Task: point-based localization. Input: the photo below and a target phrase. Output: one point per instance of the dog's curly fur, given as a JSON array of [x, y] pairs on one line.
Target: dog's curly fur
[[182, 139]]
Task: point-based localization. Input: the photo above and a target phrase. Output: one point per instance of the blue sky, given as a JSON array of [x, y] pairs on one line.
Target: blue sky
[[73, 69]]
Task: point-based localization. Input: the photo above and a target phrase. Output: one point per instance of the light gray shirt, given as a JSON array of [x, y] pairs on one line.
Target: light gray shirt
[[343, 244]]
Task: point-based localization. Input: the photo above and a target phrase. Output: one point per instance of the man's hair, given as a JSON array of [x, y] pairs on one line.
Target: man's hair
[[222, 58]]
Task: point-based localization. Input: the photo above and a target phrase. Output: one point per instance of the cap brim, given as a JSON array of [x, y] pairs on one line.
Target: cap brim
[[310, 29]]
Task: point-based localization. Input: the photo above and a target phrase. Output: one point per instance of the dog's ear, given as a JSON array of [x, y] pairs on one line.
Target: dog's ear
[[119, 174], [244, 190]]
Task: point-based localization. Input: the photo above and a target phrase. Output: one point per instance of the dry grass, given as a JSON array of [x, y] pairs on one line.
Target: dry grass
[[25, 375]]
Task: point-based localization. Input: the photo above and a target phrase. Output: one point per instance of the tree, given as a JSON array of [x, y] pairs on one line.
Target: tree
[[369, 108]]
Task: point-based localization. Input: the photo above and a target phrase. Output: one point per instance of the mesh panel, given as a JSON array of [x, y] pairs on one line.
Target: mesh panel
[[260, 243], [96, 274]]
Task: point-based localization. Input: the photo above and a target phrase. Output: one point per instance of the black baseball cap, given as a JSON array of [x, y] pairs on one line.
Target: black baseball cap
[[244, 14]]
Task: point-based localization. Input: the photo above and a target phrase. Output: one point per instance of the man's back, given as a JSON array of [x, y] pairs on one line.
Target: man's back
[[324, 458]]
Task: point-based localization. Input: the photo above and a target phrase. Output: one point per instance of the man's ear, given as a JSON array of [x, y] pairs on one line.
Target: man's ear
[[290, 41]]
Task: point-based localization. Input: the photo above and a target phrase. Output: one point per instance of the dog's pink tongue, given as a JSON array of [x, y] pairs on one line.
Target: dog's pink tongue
───
▶ Prompt: In the data above, find the line with "Target: blue sky" and the line with "cap brim, given". Retype both, plus every line between them, exactly.

▶ Output:
Target: blue sky
[[73, 69]]
Task: point-based localization. Input: the photo above and a target phrase. Output: one point per instance of the light gray shirt, given as a JSON array of [x, y] pairs on one line.
Target: light gray shirt
[[343, 244]]
Task: point-based localization. Input: the photo above and a target phrase. Output: one point per instance of the man's hair, given as a JSON array of [x, y] pairs on one line.
Target: man's hair
[[222, 58]]
Task: point-based localization. Input: the photo above and a target phrase. Output: one point per instance of the cap brim, given as a JSON array of [x, y] pairs on one line.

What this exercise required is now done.